== Extracted entries

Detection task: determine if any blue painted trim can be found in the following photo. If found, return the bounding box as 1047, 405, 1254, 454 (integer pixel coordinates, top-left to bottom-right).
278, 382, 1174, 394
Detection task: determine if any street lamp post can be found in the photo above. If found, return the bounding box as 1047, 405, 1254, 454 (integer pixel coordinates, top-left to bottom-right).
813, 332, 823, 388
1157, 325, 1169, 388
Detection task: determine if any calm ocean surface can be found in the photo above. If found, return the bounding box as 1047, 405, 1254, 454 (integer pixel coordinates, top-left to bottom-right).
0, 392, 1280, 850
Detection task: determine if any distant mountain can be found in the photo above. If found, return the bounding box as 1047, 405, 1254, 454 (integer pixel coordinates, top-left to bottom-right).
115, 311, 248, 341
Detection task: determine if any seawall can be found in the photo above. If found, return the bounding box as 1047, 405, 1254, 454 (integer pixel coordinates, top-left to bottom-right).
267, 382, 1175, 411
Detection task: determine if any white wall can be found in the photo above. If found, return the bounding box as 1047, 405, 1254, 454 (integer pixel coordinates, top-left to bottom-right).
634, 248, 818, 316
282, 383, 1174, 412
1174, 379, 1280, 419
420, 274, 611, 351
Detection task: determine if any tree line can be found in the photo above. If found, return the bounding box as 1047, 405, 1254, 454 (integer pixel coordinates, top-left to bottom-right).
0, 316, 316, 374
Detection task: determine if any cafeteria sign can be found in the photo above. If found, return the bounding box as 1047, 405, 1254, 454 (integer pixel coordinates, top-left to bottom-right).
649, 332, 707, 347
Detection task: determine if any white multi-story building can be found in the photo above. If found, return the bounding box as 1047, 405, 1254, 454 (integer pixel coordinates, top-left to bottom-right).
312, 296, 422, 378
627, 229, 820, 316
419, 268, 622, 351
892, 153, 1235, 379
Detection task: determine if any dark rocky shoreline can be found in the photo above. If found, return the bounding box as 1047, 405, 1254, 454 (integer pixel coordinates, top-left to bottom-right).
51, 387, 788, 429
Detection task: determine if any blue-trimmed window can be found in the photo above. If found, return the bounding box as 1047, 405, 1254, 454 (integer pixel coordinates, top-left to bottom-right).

====

▶ _Task directions_
Convert the records starting at the line containing "Detection task: determine if any distant" and ending at the line containing "267, 382, 1175, 411" into a two-column CSV with the headers text and answer, one row for each record. Put each record's text and its answer in their own quoted fields, with any line breaks replaced by spaces.

▶ _Finished answer_
text,answer
"Detection task: determine if any distant mountain can be found in the photo above. If found, return the bounding box as 1047, 405, 1254, 454 (integer pixel coordinates, top-left to bottom-right).","115, 311, 248, 341"
"Detection task: determine if any seawall can be found in the photo above. If found, return the bounding box as 1047, 405, 1254, 454 (integer pixel coordinates, top-left to bottom-right).","267, 382, 1175, 411"